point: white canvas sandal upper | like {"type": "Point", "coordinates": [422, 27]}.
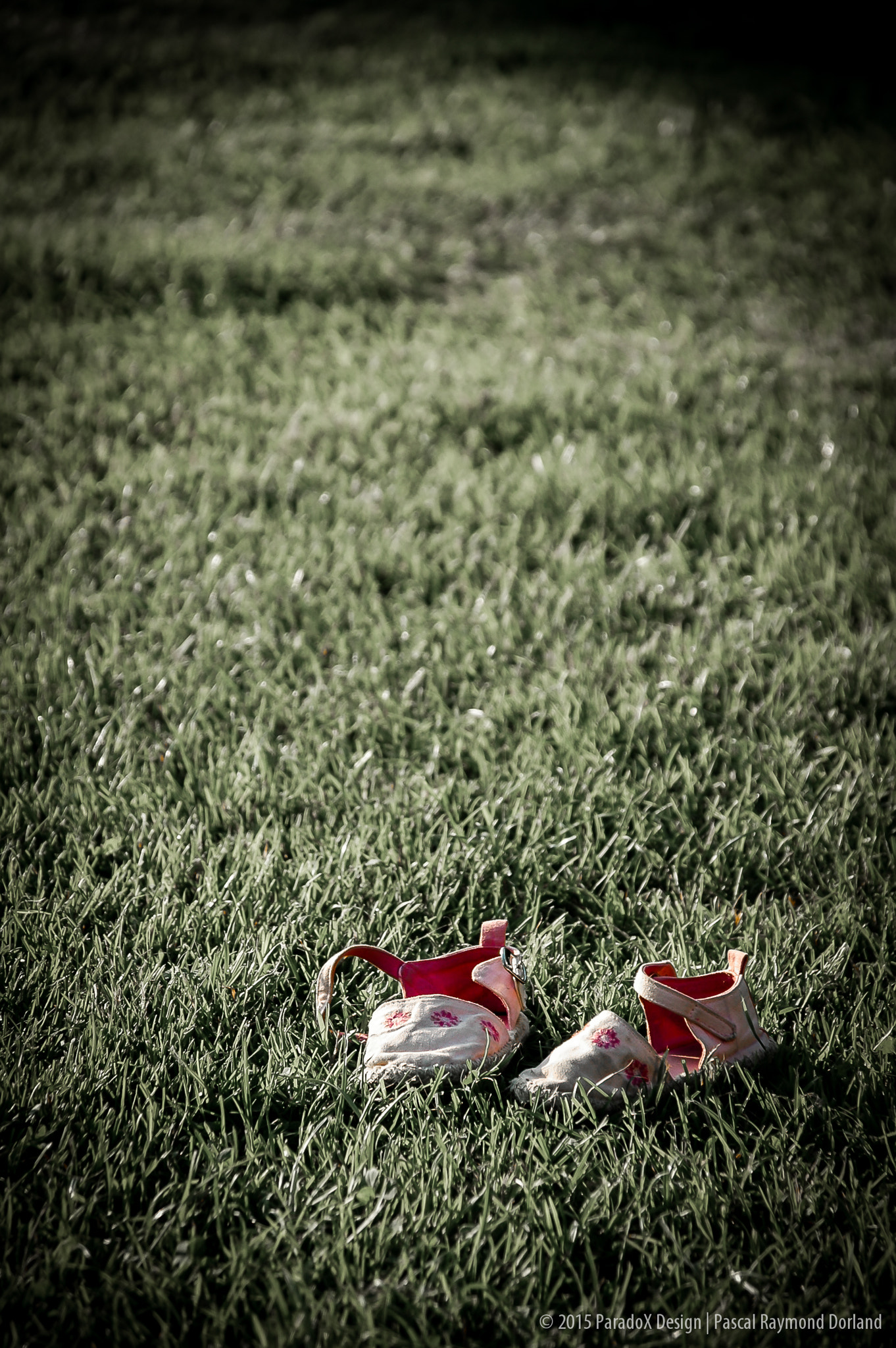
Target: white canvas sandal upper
{"type": "Point", "coordinates": [457, 1010]}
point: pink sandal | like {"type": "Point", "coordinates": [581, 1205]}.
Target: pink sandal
{"type": "Point", "coordinates": [691, 1026]}
{"type": "Point", "coordinates": [457, 1010]}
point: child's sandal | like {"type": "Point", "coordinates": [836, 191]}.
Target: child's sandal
{"type": "Point", "coordinates": [457, 1010]}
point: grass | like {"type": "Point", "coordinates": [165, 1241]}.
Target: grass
{"type": "Point", "coordinates": [448, 472]}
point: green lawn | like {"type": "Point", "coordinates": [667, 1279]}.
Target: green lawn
{"type": "Point", "coordinates": [446, 473]}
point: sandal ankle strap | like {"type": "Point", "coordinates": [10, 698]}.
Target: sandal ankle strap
{"type": "Point", "coordinates": [678, 1003]}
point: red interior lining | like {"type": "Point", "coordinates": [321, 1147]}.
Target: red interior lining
{"type": "Point", "coordinates": [452, 976]}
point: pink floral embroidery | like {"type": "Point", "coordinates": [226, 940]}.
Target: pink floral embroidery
{"type": "Point", "coordinates": [607, 1038]}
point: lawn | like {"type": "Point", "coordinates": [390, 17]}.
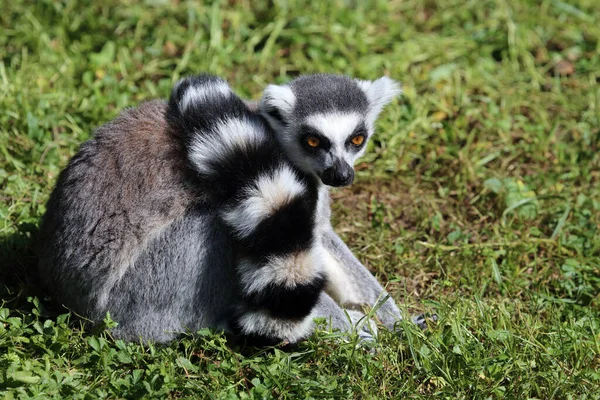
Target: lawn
{"type": "Point", "coordinates": [478, 200]}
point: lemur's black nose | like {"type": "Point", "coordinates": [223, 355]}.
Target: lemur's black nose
{"type": "Point", "coordinates": [340, 174]}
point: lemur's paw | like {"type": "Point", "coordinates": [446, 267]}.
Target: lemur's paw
{"type": "Point", "coordinates": [421, 320]}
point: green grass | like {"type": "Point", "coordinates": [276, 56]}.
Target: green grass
{"type": "Point", "coordinates": [479, 199]}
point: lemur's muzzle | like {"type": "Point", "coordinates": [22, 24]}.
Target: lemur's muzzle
{"type": "Point", "coordinates": [340, 174]}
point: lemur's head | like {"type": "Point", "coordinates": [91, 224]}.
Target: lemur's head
{"type": "Point", "coordinates": [323, 122]}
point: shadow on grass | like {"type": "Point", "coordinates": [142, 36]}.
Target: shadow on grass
{"type": "Point", "coordinates": [19, 277]}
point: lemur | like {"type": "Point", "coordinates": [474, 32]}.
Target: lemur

§ **Your task**:
Would you please output only the lines from the start of the material above up to and including the line with "point: child's sandal", exactly as they appear and without pictures?

§ **Result for this exercise**:
point: white canvas sandal upper | like {"type": "Point", "coordinates": [422, 27]}.
Target: white canvas sandal upper
{"type": "Point", "coordinates": [457, 1010]}
point: pink sandal | like {"type": "Point", "coordinates": [581, 1205]}.
Target: pink sandal
{"type": "Point", "coordinates": [691, 1026]}
{"type": "Point", "coordinates": [457, 1010]}
point: child's sandal | like {"type": "Point", "coordinates": [836, 191]}.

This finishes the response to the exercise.